Source passage:
— START —

ADA Title III and web accessibility — a current-data guide for 2026
Title III of the Americans with Disabilities Act says, in a sentence written for shopping malls and movie theatres in 1990, that a “place of public accommodation” must not discriminate on the basis of disability. Three and a half decades later, that sentence governs whether a screen-reader user can finish a checkout flow, book a hotel room, or read a restaurant menu PDF. The doctrinal bridge from the brick-and-mortar text to the commercial web was built case by case between 2006 and 2019, anchored by Robles v. Domino’s Pizza. The volume that flows over that bridge is now substantial: roughly 12,000 federal Title III complaints in 2024, of which approximately 4,300 were website-accessibility cases (Seyfarth Shaw ADA Title III tracker). The Department of Justice’s Title II final rule of April 2024 formalised WCAG 2.1 Level AA as the federal standard for state and local government — and quietly reset the bargaining posture for the parallel Title III docket. This dossier maps the law, the data, and the place the still-pending Title III rulemaking sits in 2026.
What the Title III web record reveals
- 01approx. 4,300
Website-accessibility complaints in federal court, 2024
Approximately one in three Title III federal filings now allege a web-accessibility barrier. The Seyfarth Shaw tracker and the ADA Title III News & Insights blog put the 2024 figure at roughly 4,300, up sharply from the 2,895 logged in 2023.
- 022019
Robles v. Domino’s became the doctrinal anchor on 7 October 2019
The Supreme Court denied certiorari, letting stand the Ninth Circuit’s holding that Title III applies to a commercial website with a nexus to a physical place of public accommodation. Lower courts have since cited Robles in roughly 600 published and unpublished decisions.

— END —

Written tasks:
A) Decide whether each statement agrees with the ADA Title III guide, and support each yes or no with the deciding words of the guide, quoted exactly. (i) Robles v. Domino's became the doctrinal anchor in October 2019. (ii) Fewer website-accessibility complaints were logged in 2024 than in 2023. (iii) The Supreme Court granted certiorari in Robles.
B) Reproduce the passage of the ADA Title III guide between "What the Title" and "and unpublished decisions.", inclusive, swapping "certiorari" for "review".

Raw data:

— START —

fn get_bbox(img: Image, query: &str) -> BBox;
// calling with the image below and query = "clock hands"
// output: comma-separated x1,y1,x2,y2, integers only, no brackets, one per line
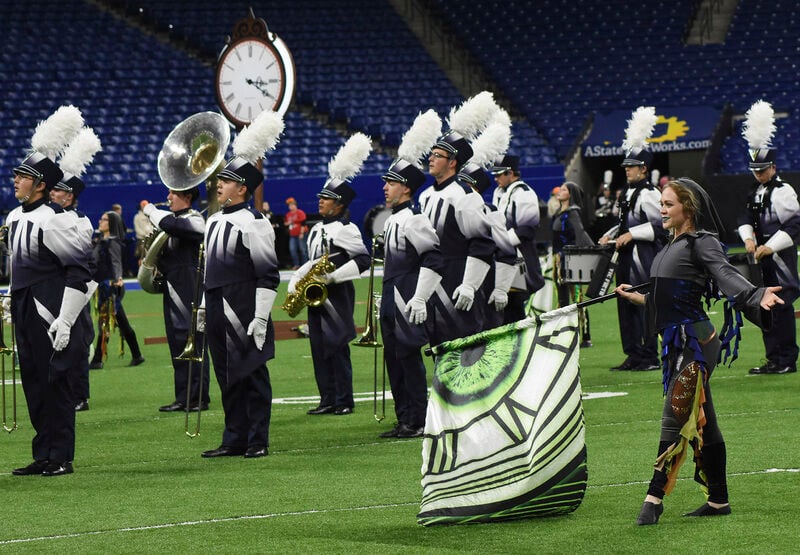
245,77,275,99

— END —

Response list:
A)
(i) Yes: "Robles v. Domino’s became the doctrinal anchor on 7 October 2019"
(ii) No: "up sharply from the 2,895 logged in 2023"
(iii) No: "The Supreme Court denied certiorari"

B)
What the Title III web record reveals
- 01approx. 4,300
Website-accessibility complaints in federal court, 2024
Approximately one in three Title III federal filings now allege a web-accessibility barrier. The Seyfarth Shaw tracker and the ADA Title III News & Insights blog put the 2024 figure at roughly 4,300, up sharply from the 2,895 logged in 2023.
- 022019
Robles v. Domino’s became the doctrinal anchor on 7 October 2019
The Supreme Court denied review, letting stand the Ninth Circuit’s holding that Title III applies to a commercial website with a nexus to a physical place of public accommodation. Lower courts have since cited Robles in roughly 600 published and unpublished decisions.